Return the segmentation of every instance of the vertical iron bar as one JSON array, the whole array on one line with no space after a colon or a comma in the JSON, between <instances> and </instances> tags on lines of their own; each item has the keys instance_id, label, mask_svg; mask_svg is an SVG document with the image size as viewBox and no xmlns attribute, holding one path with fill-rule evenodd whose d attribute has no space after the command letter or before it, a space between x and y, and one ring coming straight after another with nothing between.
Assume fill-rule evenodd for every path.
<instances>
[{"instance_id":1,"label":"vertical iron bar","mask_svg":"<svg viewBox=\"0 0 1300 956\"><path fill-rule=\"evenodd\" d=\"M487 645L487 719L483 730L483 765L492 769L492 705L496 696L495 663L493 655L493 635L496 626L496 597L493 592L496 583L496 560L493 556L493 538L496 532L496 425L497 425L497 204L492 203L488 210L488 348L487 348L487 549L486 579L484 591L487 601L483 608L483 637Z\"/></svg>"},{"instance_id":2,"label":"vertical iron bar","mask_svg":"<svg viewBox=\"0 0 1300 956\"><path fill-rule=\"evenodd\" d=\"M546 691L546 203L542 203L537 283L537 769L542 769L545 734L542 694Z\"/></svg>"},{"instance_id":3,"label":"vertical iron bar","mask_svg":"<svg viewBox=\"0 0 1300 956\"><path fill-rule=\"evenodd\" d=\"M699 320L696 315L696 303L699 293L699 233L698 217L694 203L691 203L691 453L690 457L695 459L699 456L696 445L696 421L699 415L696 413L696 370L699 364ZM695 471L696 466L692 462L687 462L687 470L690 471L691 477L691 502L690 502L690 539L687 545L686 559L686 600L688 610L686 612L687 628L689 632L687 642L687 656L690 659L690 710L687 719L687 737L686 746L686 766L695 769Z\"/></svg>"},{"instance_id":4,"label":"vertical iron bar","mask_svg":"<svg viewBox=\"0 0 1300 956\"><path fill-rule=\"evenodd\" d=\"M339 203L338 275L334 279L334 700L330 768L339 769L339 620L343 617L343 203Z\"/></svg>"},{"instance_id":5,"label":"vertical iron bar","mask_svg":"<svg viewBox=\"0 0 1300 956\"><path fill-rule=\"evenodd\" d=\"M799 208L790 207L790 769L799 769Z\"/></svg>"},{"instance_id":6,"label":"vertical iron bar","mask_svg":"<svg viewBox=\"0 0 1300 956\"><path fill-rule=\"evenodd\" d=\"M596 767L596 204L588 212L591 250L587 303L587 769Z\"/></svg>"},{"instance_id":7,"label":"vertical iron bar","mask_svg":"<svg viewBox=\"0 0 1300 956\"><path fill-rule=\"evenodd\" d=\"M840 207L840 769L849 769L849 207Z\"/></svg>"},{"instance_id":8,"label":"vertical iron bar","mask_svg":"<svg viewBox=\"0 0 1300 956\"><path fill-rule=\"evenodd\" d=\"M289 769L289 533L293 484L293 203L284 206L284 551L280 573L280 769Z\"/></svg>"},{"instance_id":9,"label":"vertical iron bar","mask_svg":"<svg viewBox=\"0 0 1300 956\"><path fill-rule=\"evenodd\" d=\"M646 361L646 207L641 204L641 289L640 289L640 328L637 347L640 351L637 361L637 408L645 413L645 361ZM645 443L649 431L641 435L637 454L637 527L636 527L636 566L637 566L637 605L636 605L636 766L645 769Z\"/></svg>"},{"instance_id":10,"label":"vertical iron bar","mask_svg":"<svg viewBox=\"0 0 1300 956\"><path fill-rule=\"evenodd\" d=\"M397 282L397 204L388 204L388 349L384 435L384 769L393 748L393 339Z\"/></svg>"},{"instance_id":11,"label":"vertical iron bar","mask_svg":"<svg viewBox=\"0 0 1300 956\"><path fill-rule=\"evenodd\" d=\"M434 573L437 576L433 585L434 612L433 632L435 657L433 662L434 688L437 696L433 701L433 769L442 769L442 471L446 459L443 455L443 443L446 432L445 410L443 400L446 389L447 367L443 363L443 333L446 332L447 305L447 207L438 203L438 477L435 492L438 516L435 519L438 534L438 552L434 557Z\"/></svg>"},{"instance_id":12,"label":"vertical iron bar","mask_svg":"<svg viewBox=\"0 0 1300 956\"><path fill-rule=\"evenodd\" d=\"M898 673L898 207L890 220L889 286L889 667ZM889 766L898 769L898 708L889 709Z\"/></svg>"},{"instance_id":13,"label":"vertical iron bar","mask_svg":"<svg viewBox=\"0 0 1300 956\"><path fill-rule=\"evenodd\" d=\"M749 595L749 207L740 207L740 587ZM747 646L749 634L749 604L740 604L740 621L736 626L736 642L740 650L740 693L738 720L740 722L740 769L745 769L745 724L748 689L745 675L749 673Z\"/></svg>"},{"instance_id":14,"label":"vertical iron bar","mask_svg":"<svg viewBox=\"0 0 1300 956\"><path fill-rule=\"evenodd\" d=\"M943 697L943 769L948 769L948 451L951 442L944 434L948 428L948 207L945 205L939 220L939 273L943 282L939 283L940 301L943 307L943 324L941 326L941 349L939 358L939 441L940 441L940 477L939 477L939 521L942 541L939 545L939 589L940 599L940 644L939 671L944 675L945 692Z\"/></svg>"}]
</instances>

**Task to complete**
Set down each entry exactly as it appears above.

**Exercise response**
Return the segmentation of every instance of the vertical iron bar as one JSON array, the whole array on one line with no space after a colon or a comma in the JSON, between <instances> and </instances> tags on lines of their own; each item has the keys instance_id, label, mask_svg; mask_svg is an SVG document with the image size as viewBox and no xmlns attribute, holding one path with fill-rule evenodd whose d attribute has no space after the command letter or before it, a space between x and y, and one ring coming straight after another with nothing between.
Assume fill-rule evenodd for every path.
<instances>
[{"instance_id":1,"label":"vertical iron bar","mask_svg":"<svg viewBox=\"0 0 1300 956\"><path fill-rule=\"evenodd\" d=\"M487 645L487 719L483 730L483 765L492 769L492 705L496 696L495 663L493 655L493 635L496 626L496 597L493 592L496 583L496 560L493 556L493 538L496 532L496 425L497 425L497 204L492 203L488 210L488 348L487 348L487 549L486 579L484 591L487 601L483 608L483 637Z\"/></svg>"},{"instance_id":2,"label":"vertical iron bar","mask_svg":"<svg viewBox=\"0 0 1300 956\"><path fill-rule=\"evenodd\" d=\"M546 691L546 203L542 203L537 283L537 769L542 769L545 734L542 694Z\"/></svg>"},{"instance_id":3,"label":"vertical iron bar","mask_svg":"<svg viewBox=\"0 0 1300 956\"><path fill-rule=\"evenodd\" d=\"M699 320L696 315L696 303L699 293L699 233L698 217L694 203L691 203L691 453L690 457L695 459L699 456L696 445L696 421L699 415L696 413L696 370L699 364ZM695 471L696 466L692 462L687 462L687 470L690 471L691 477L691 502L690 502L690 539L687 545L686 559L686 600L688 610L686 612L687 628L689 632L687 642L687 656L690 659L690 710L687 719L687 737L686 746L686 766L695 769Z\"/></svg>"},{"instance_id":4,"label":"vertical iron bar","mask_svg":"<svg viewBox=\"0 0 1300 956\"><path fill-rule=\"evenodd\" d=\"M339 203L338 275L334 279L334 700L330 768L339 769L339 620L343 617L343 203Z\"/></svg>"},{"instance_id":5,"label":"vertical iron bar","mask_svg":"<svg viewBox=\"0 0 1300 956\"><path fill-rule=\"evenodd\" d=\"M799 208L790 207L790 769L799 769Z\"/></svg>"},{"instance_id":6,"label":"vertical iron bar","mask_svg":"<svg viewBox=\"0 0 1300 956\"><path fill-rule=\"evenodd\" d=\"M596 767L596 204L588 212L591 250L587 303L587 769Z\"/></svg>"},{"instance_id":7,"label":"vertical iron bar","mask_svg":"<svg viewBox=\"0 0 1300 956\"><path fill-rule=\"evenodd\" d=\"M840 207L840 769L849 769L849 207Z\"/></svg>"},{"instance_id":8,"label":"vertical iron bar","mask_svg":"<svg viewBox=\"0 0 1300 956\"><path fill-rule=\"evenodd\" d=\"M289 769L289 533L293 484L293 203L284 206L284 551L280 573L280 769Z\"/></svg>"},{"instance_id":9,"label":"vertical iron bar","mask_svg":"<svg viewBox=\"0 0 1300 956\"><path fill-rule=\"evenodd\" d=\"M646 361L646 207L641 204L641 289L640 289L640 328L637 347L640 351L637 361L637 408L645 413L645 361ZM645 443L649 431L641 435L637 454L637 527L636 527L636 566L637 566L637 605L636 605L636 766L645 769Z\"/></svg>"},{"instance_id":10,"label":"vertical iron bar","mask_svg":"<svg viewBox=\"0 0 1300 956\"><path fill-rule=\"evenodd\" d=\"M397 282L397 204L388 204L388 349L384 435L384 769L393 748L393 339Z\"/></svg>"},{"instance_id":11,"label":"vertical iron bar","mask_svg":"<svg viewBox=\"0 0 1300 956\"><path fill-rule=\"evenodd\" d=\"M434 573L437 576L433 585L434 612L433 632L435 657L433 662L434 688L437 696L433 701L433 769L442 769L442 471L446 459L443 455L443 443L446 432L445 410L443 400L446 389L447 367L443 363L443 333L446 332L447 305L447 207L438 203L438 477L435 492L438 516L435 519L438 534L438 552L434 557Z\"/></svg>"},{"instance_id":12,"label":"vertical iron bar","mask_svg":"<svg viewBox=\"0 0 1300 956\"><path fill-rule=\"evenodd\" d=\"M898 673L898 207L890 220L889 286L889 667ZM889 766L898 769L898 708L889 709Z\"/></svg>"},{"instance_id":13,"label":"vertical iron bar","mask_svg":"<svg viewBox=\"0 0 1300 956\"><path fill-rule=\"evenodd\" d=\"M749 595L749 207L740 207L740 587ZM747 646L749 634L749 604L740 604L740 621L736 626L736 642L740 650L740 693L738 720L740 722L740 769L745 769L745 724L748 689L745 675L749 673Z\"/></svg>"},{"instance_id":14,"label":"vertical iron bar","mask_svg":"<svg viewBox=\"0 0 1300 956\"><path fill-rule=\"evenodd\" d=\"M943 697L943 769L948 769L948 451L951 442L944 434L948 428L948 207L945 205L939 220L939 273L943 282L939 283L940 301L943 307L943 324L941 326L941 349L939 358L939 441L940 441L940 477L939 477L939 521L942 541L939 545L939 589L940 599L940 644L939 671L944 675L945 692Z\"/></svg>"}]
</instances>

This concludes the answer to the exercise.